If a line in the records below contains the word "cluster", return that line.
---
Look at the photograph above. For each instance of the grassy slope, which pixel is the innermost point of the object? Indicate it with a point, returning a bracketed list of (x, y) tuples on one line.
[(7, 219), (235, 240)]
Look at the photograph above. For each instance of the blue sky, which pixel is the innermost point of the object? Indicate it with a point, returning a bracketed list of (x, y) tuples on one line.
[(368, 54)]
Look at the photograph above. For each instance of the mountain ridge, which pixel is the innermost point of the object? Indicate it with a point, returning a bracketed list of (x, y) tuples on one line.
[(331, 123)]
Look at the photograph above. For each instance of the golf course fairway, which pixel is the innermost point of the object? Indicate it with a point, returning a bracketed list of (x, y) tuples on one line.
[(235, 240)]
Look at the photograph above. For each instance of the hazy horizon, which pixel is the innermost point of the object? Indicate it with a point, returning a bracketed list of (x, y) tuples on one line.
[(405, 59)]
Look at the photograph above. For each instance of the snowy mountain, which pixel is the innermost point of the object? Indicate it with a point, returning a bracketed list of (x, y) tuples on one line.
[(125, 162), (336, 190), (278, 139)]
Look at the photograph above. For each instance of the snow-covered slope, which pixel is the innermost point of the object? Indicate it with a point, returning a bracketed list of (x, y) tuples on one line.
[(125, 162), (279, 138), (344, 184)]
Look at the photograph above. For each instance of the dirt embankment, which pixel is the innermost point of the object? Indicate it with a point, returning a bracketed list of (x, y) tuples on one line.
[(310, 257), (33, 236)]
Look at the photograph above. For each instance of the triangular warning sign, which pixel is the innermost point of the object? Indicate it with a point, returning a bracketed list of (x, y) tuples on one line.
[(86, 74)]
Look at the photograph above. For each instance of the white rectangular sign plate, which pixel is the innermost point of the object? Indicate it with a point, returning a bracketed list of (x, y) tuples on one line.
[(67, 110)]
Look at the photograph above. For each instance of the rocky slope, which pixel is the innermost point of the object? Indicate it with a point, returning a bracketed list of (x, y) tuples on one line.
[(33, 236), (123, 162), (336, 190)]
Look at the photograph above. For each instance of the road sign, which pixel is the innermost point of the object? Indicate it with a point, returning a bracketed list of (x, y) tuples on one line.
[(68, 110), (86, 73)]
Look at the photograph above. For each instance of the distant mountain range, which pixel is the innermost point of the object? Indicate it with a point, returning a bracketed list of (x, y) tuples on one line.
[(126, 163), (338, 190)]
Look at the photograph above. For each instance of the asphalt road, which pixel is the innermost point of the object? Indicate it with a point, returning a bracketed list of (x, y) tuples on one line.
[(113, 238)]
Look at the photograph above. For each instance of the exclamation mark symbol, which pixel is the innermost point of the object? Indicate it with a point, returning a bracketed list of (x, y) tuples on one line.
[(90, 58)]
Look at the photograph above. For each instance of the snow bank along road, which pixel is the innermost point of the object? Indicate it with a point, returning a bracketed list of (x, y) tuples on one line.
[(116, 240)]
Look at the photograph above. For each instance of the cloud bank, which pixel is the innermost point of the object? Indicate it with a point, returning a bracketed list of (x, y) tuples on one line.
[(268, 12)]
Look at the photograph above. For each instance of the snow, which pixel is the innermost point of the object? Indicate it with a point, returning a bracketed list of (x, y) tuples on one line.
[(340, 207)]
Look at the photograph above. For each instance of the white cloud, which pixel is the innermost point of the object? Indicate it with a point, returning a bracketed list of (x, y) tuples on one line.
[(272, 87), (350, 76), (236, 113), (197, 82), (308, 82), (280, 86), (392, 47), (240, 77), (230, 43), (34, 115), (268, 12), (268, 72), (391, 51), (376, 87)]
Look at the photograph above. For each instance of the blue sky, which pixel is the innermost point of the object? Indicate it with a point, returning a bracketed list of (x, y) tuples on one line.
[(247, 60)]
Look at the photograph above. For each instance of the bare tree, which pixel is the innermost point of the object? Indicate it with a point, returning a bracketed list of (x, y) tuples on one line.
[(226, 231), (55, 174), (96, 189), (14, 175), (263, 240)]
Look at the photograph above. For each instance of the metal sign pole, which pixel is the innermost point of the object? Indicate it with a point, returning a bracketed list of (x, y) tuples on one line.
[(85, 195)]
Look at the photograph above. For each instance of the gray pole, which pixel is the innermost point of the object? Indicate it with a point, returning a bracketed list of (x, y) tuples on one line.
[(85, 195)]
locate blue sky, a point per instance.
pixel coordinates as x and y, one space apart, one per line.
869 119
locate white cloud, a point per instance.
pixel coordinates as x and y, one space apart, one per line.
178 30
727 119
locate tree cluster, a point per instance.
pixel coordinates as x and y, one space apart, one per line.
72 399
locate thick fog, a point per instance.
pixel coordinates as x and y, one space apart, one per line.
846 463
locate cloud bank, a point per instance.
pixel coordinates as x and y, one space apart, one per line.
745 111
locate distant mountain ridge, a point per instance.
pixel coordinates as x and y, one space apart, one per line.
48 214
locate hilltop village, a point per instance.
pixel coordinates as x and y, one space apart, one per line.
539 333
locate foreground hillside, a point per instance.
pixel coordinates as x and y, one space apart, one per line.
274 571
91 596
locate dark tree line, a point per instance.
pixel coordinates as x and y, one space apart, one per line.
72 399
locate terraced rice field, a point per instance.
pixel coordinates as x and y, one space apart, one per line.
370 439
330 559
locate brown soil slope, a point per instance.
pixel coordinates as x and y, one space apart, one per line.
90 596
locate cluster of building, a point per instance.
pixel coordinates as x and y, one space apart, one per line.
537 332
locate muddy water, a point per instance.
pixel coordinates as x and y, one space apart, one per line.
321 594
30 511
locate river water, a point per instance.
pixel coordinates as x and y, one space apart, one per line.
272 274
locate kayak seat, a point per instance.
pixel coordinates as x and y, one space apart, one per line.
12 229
---
-- Response below --
locate tree cluster, a point per instance.
locate cluster of building, a point per instance.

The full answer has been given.